> Extrait choisi
════════

Rem Koolhaas poursuit sa réflexion sur Dubaï
Comme Abou Dhabi, Dubaï veut devenir un fleuron de la culture mondiale. L'émirat a confié au Vitra Design Museum et à Rem Koolhaas une exposition sur la «construction d'une culture pour le 21e siècle».
Le monde a les yeux rivés sur Pékin et ses nouvelles réalisations architecturales pharaoniques – ou plutôt impériales. Mais un autre point du globe attire et attirera encore longtemps les bâtisseurs des temps modernes: Dubaï, un des sept émirats de la Fédération des Emirats arabes unis.
Entre Pékin et les anciens déserts du Golfe persique, la course au gigantisme semble infinie: le plus grand aéroport du monde est-il à peine terminé d’un côté (Pékin), que s’ouvre le chantier du futur plus grand de l’autre (Dubaï)…
C’est sur la construction, en cours, d’une nouvelle «culture du 21e siècle» que le Vitra Design Museum de Weil am Rhein (Allemagne) se penche jusqu’à mi-septembre. Les deux commissaires, le Palestinien Jack Persekian et surtout Rem Koolhaas, architecte et théoricien hollandais, sont des stars dans leur domaine.
Tout ou presque a déjà été écrit sur les «méga» projets des cheiks, leurs tours qui pivotent automatiquement pour suivre les rayons du soleil, leurs gratte-ciel qui n’arrêtent pas de pousser, leurs fausses îles et leurs vrais dollars. Mais on pouvait attendre de Rem Koolhaas, jamais avare de provocation, quelque nouvelle perspective.

════════

> Objectifs
**a)** Restituez tel quel le passage de l'extrait sur Dubaï situé entre «Entre Pékin et» et «dans leur domaine.», bornes incluses.
**b)** D'après l'extrait sur Dubaï, répondez brièvement :
(i) Combien d'émirats compte la Fédération des Emirats arabes unis ?
(ii) Dans quelle ville se trouve le Vitra Design Museum ?
(iii) Quelle est la nationalité de Jack Persekian ?
Les lignes qui viennent ensuite proviennent d'une autre source.

> Section des données
════════

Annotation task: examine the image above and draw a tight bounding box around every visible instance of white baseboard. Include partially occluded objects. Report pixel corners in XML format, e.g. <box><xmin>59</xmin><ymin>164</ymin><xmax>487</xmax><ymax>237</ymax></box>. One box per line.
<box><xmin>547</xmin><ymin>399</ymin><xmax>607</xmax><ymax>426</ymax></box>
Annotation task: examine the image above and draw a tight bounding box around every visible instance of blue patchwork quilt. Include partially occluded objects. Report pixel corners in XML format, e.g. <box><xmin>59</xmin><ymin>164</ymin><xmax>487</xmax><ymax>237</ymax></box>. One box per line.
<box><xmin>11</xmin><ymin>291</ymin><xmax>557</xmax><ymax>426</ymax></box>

════════

> Liste des réponses
**a)**
Entre Pékin et les anciens déserts du Golfe persique, la course au gigantisme semble infinie: le plus grand aéroport du monde est-il à peine terminé d’un côté (Pékin), que s’ouvre le chantier du futur plus grand de l’autre (Dubaï)…
C’est sur la construction, en cours, d’une nouvelle «culture du 21e siècle» que le Vitra Design Museum de Weil am Rhein (Allemagne) se penche jusqu’à mi-septembre. Les deux commissaires, le Palestinien Jack Persekian et surtout Rem Koolhaas, architecte et théoricien hollandais, sont des stars dans leur domaine.

**b)**
(i) Sept.
(ii) À Weil am Rhein, en Allemagne.
(iii) Il est palestinien.